# What to work on
Reproduce every one of the lines below without any change, omitting the pictures.

(Items from a dataset)
# # # #

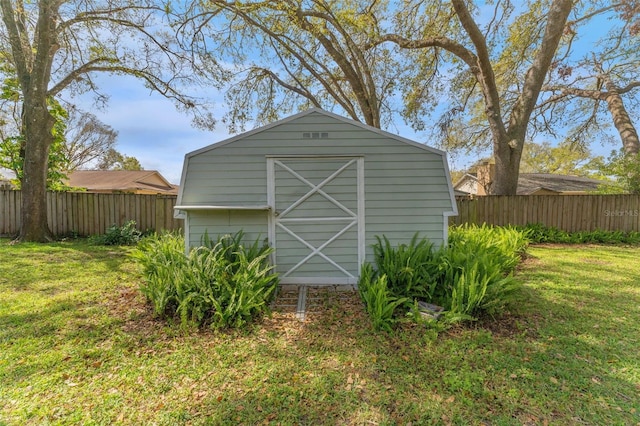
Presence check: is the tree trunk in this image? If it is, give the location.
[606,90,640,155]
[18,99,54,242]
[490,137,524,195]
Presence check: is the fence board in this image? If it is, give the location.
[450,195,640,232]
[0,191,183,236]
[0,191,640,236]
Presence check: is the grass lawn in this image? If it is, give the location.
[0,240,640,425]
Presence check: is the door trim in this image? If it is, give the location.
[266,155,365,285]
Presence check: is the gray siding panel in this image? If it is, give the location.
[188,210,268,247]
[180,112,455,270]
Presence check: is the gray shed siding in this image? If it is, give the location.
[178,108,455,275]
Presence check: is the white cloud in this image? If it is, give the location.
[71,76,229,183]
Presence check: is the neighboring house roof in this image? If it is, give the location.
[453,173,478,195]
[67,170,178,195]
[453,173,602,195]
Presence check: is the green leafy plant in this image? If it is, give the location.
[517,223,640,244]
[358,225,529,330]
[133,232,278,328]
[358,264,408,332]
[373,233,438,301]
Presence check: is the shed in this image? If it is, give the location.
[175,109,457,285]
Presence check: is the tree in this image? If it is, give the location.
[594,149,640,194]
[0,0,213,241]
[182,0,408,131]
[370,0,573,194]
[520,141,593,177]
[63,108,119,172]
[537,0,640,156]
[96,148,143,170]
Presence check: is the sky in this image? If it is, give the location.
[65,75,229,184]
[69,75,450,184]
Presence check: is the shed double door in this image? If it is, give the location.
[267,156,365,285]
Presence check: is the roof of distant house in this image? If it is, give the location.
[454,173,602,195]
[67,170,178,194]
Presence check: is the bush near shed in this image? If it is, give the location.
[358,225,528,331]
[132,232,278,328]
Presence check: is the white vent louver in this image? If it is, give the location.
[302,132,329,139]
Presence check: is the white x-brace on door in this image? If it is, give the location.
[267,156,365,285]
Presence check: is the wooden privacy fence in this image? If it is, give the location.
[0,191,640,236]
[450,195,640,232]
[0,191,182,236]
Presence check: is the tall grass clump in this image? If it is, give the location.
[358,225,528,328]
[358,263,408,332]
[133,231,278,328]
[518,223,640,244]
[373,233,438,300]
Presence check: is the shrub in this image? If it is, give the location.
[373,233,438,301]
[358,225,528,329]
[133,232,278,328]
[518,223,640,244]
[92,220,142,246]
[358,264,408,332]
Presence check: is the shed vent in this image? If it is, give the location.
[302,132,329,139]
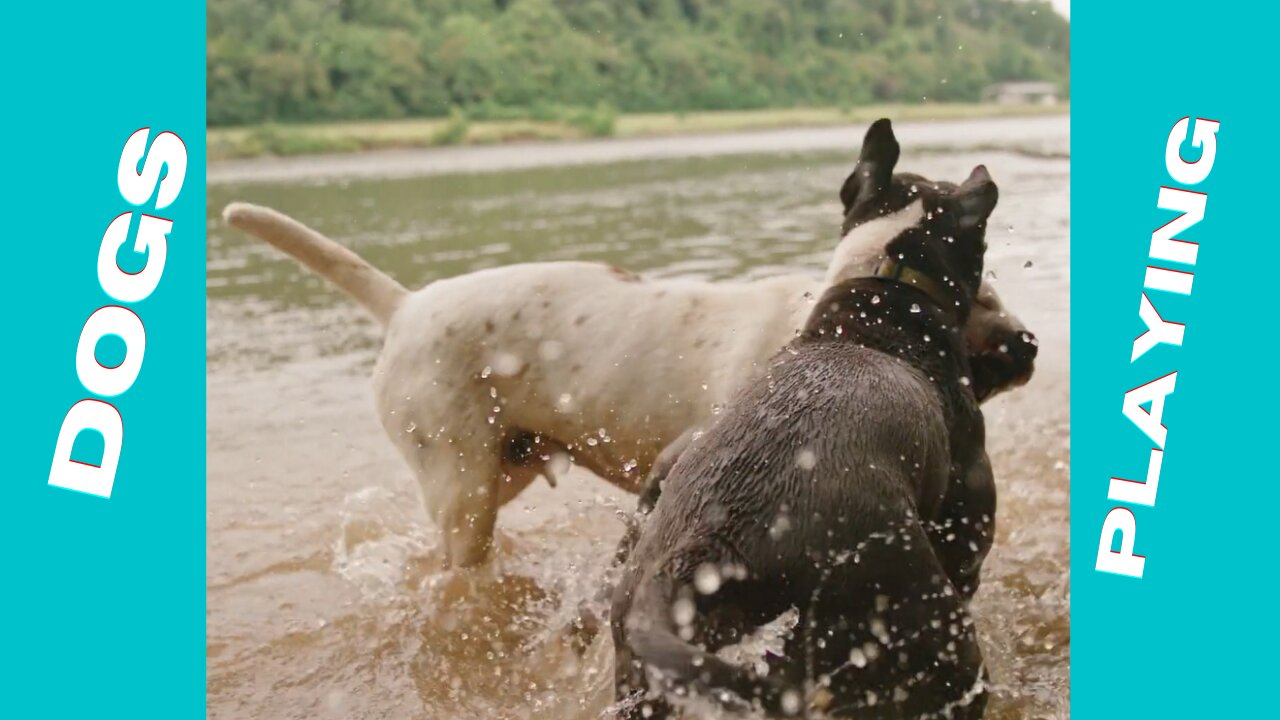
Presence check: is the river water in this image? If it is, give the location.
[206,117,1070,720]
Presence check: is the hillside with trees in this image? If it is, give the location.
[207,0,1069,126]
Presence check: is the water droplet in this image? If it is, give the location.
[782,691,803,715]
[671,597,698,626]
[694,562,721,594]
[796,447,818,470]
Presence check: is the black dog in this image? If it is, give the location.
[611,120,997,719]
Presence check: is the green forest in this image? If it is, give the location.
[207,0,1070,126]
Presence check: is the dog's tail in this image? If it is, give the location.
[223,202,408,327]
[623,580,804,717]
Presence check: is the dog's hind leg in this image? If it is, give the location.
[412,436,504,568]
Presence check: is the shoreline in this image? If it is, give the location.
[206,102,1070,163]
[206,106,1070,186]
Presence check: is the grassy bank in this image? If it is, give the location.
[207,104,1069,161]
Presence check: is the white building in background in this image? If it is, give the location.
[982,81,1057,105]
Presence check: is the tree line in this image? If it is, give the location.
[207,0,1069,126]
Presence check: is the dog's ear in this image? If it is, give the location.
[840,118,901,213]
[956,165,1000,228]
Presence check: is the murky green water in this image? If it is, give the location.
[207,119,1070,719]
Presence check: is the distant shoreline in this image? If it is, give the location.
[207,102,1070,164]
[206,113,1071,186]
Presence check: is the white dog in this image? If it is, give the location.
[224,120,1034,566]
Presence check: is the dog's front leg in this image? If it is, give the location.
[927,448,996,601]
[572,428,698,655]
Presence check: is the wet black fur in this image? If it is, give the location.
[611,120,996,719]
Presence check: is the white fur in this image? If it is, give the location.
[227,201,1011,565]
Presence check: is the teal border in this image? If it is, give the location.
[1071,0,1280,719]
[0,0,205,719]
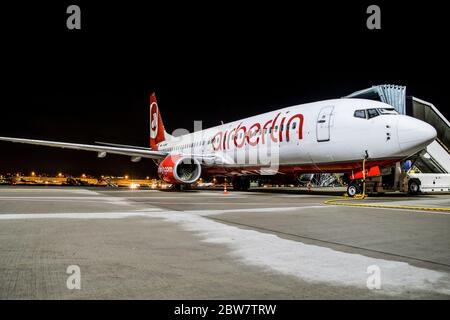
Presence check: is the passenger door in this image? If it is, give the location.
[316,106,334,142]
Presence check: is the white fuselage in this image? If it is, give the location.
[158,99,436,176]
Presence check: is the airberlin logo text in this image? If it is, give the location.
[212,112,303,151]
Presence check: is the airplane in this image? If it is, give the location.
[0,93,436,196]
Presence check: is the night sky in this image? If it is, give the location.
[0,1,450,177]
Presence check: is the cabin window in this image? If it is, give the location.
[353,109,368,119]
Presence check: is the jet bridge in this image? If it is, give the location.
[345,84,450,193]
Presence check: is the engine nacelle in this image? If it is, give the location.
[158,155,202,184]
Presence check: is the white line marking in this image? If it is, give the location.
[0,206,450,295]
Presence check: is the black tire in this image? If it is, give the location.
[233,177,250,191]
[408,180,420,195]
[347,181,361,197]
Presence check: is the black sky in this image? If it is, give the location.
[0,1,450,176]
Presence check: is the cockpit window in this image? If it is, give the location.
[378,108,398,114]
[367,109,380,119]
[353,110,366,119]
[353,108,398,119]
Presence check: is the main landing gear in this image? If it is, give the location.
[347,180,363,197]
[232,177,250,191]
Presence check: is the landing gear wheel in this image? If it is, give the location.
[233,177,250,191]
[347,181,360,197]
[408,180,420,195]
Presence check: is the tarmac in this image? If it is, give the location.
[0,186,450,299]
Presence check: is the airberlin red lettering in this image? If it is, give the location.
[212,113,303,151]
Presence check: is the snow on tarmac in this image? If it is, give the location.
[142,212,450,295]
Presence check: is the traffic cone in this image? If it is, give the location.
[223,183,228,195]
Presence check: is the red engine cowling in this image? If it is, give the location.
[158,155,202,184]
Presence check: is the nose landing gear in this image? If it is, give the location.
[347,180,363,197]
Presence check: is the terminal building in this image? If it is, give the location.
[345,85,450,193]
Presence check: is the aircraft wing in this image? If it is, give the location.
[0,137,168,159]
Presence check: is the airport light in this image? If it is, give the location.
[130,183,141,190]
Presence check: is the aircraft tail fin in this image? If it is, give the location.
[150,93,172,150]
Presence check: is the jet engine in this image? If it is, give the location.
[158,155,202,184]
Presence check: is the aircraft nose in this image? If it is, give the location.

# # # #

# Answer to the problem
Presence check: is the tree trunk in this image? If it is, give the location.
[606,90,640,155]
[18,99,54,242]
[490,137,524,195]
Presence check: is the fence board in this image? If it is, give the location.
[450,195,640,232]
[0,191,183,236]
[0,191,640,236]
Presence check: is the grass lawn in this image? If it is, give the location.
[0,240,640,425]
Presence check: is the door trim in this image? If it is, give the location.
[266,155,365,285]
Presence check: is the gray siding panel in this image? If it is, give the location.
[188,210,268,247]
[180,112,455,270]
Presence check: is the gray shed siding in this image? If it is, give the location.
[178,108,455,275]
Presence check: is the white cloud in this image? If it is, give the location.
[71,76,229,183]
Presence check: is the neighboring house roof in this image? If it is, give the location.
[453,173,478,195]
[67,170,178,195]
[453,173,602,195]
Presence check: is the green leafy plant in this image? If it is, give the location.
[517,223,640,244]
[358,225,529,330]
[133,232,278,328]
[358,264,408,332]
[373,233,438,301]
Presence check: is the shed in this image? If it is, give the location.
[175,109,457,285]
Presence check: is the tree in this image? If it is, give the location.
[594,149,640,194]
[0,0,213,241]
[182,0,408,131]
[370,0,573,194]
[520,141,593,177]
[63,108,119,172]
[537,0,640,156]
[96,148,143,170]
Presence check: is the sky in this image? If it is, give the location.
[65,75,229,184]
[69,75,450,184]
Presence check: is the shed double door in this image? If it is, give the location.
[267,156,365,285]
Presence check: is the roof of distant house in this image? If it is, give the location.
[454,173,602,195]
[67,170,178,194]
Presence check: is the bush near shed in this image? If it is, give the location.
[358,225,528,331]
[132,232,278,328]
Presence check: is the white vent louver in this image? If it is, give the location.
[302,132,329,139]
Presence check: is the white x-brace on door in this image? If it is, give the location.
[267,156,365,285]
Presence check: is the wooden privacy fence in this image? If it is, give the location.
[0,191,640,236]
[450,195,640,232]
[0,191,182,236]
Presence check: is the tall grass clump in this image? If it is, give the location.
[358,225,528,328]
[358,263,408,332]
[133,231,278,328]
[518,223,640,244]
[373,233,438,300]
Presence check: is the shrub in this image? If it is, give the location.
[373,233,438,301]
[358,225,528,329]
[133,232,278,328]
[518,223,640,244]
[92,220,142,246]
[358,264,408,332]
Presence check: is the shed vent in this image? If it is, give the location.
[302,132,329,139]
Presence check: is the river water in this image? If it is, give the location.
[206,117,1070,720]
Presence check: is the hillside with trees in this image? If it is, give the location.
[207,0,1069,126]
Presence check: is the water droplet in this image? If it is, give the location.
[782,691,803,715]
[671,597,698,626]
[694,562,721,594]
[796,447,818,470]
Presence check: is the black dog in this image? If it is, give the location.
[611,120,997,719]
Presence check: is the green forest in this image? If it is, give the location.
[207,0,1070,126]
Presence check: is the dog's tail in this image? If it is, give the location.
[223,202,408,327]
[623,580,804,717]
Presence check: is the dog's hind leg in this image? If it is, give the location.
[412,436,504,568]
Presence check: is the shoreline in this image? If it is, give the location.
[206,102,1070,163]
[206,106,1070,186]
Presence check: is the grassy bank in this image? If it is, give the location.
[207,104,1069,161]
Presence check: is the white building in background in this image? If it is, give the location.
[982,81,1057,105]
Presence check: is the tree line in this image? If it is, give the location.
[207,0,1069,126]
Presence check: is the dog's ear in this image? If it is, give the location.
[840,118,901,213]
[956,165,1000,228]
Presence check: is the murky green water in this image? If it is, give the location.
[207,119,1070,719]
Presence check: is the distant shoreline in this image? If it is, give the location.
[207,102,1070,164]
[206,113,1071,186]
Presence check: is the white dog in this image? If it is, give the location.
[224,120,1034,566]
Presence check: is the dog's front leg in this image? If it is, give the location.
[927,448,996,601]
[572,428,698,655]
Presence check: is the wet black fur in this image? If it is, give the location.
[611,120,996,719]
Presence check: is the white fur in this image? If it is, give the location.
[227,201,1011,565]
Presence check: is the teal border in this image? If it is, give the location.
[1071,0,1280,719]
[0,0,205,719]
Presence check: is the passenger door in this image? If it is, give the location.
[316,106,334,142]
Presence check: is the white fuselage in this image? If it is, give the location.
[158,99,436,176]
Presence check: is the airberlin logo text in this image? If it is, give the location.
[212,112,303,151]
Presence check: is the airplane in this image? If it is, give the location.
[0,93,436,196]
Presence check: is the night sky in this image? If it is, give the location.
[0,1,450,177]
Presence check: is the cabin window in this image? If it is, give the location.
[353,109,368,119]
Presence check: is the jet bridge in this image? If it is, give the location.
[345,84,450,193]
Presence check: is the engine nacelle in this image? If it is, give the location.
[158,155,202,184]
Presence check: is the white line marking in this image? If it is, give the location.
[0,206,450,295]
Presence check: is the black tire in this image? If it is, give the location.
[233,177,250,191]
[408,180,420,195]
[347,181,361,197]
Presence check: is the black sky in this image? If it is, give the location.
[0,1,450,176]
Presence check: is the cockpit window in this image? If it is, give the location.
[378,108,398,114]
[367,109,380,119]
[353,110,366,119]
[353,108,398,119]
Presence check: is the main landing gear in this image? If it is, give the location.
[347,180,363,197]
[232,177,250,191]
Presence check: is the landing gear wheel in this image? If it is, give the location.
[233,177,250,191]
[347,181,360,197]
[408,180,420,195]
Presence check: is the tarmac in this image? If it is, give the location.
[0,186,450,299]
Presence check: is the airberlin red lettering in this image? If it is, give the location.
[212,113,303,151]
Presence check: is the snow on tarmac in this image? If it is, give the location.
[142,212,450,295]
Presence check: is the traffic cone in this image? If it is, give the location.
[223,183,228,195]
Presence check: is the red engine cowling in this image? If it is, give the location.
[158,155,202,184]
Presence check: is the nose landing gear in this image? If it is, give the location.
[347,180,363,197]
Presence check: is the terminal building in this image? If it is, give the location.
[345,85,450,193]
Presence check: is the aircraft wing in this image? If it is, give the location.
[0,137,168,159]
Presence check: is the airport light in this image? If it is, give the location.
[130,183,141,190]
Presence check: is the aircraft tail fin in this image? If it is, give the location.
[150,93,172,150]
Presence check: is the jet engine in this image? If it is, give the location.
[158,155,202,184]
Presence check: is the aircraft nose in this image? If it is, give the location.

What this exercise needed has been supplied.